Can you give the essay on Europe's small armies again, starting at "Europe Makes Big" and ending at "the global stage.", with "Putin" swapped out for "the Kremlin"?
──────── Page excerpt ────────
Europe Makes Big Statements Because It Has Small Armies:
a high-expression / low output equilibrium
France, Germany, and the UK jointly presented a ceasefire ultimatum in Ukraine. It didn’t work. Putin brushed it off as if it had been nothing. That moment was something we’ve seen repeatedly throughout the war: the gap between Europe’s rhetorical posturing and its actual capacity to act. They show up in the headlines, meeting with leaders, issuing statements, giving aid, condemning Russia. But when you look at the numbers, their contributions are little. It’s more bark than bite— and it exposes just how hollow European ‘prestige’ has become on the global stage.
All along this war, there have been endless ‘turning points.’ Moments of supposed European awakening. Grand statements from leaders casting themselves as heirs to Churchill or De Gaulle, rediscovering purpose, reclaiming weight. UK Prime Ministers have loved to position Britain as leading the charge. And sure, the UK acted early. But there are problems: its industrial base far too small to sustain serious military aid; the British Army has shrunk to the smallest its been in modern history; and stockpiles are seriously depleted.
──────── Supplied information ────────
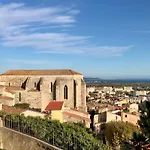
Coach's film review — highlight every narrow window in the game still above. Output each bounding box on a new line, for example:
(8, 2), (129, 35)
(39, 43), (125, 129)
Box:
(34, 82), (37, 88)
(51, 82), (53, 92)
(19, 93), (21, 102)
(64, 85), (68, 99)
────────
• _Finished exercise_:
Europe Makes Big Statements Because It Has Small Armies:
a high-expression / low output equilibrium
France, Germany, and the UK jointly presented a ceasefire ultimatum in Ukraine. It didn’t work. the Kremlin brushed it off as if it had been nothing. That moment was something we’ve seen repeatedly throughout the war: the gap between Europe’s rhetorical posturing and its actual capacity to act. They show up in the headlines, meeting with leaders, issuing statements, giving aid, condemning Russia. But when you look at the numbers, their contributions are little. It’s more bark than bite— and it exposes just how hollow European ‘prestige’ has become on the global stage.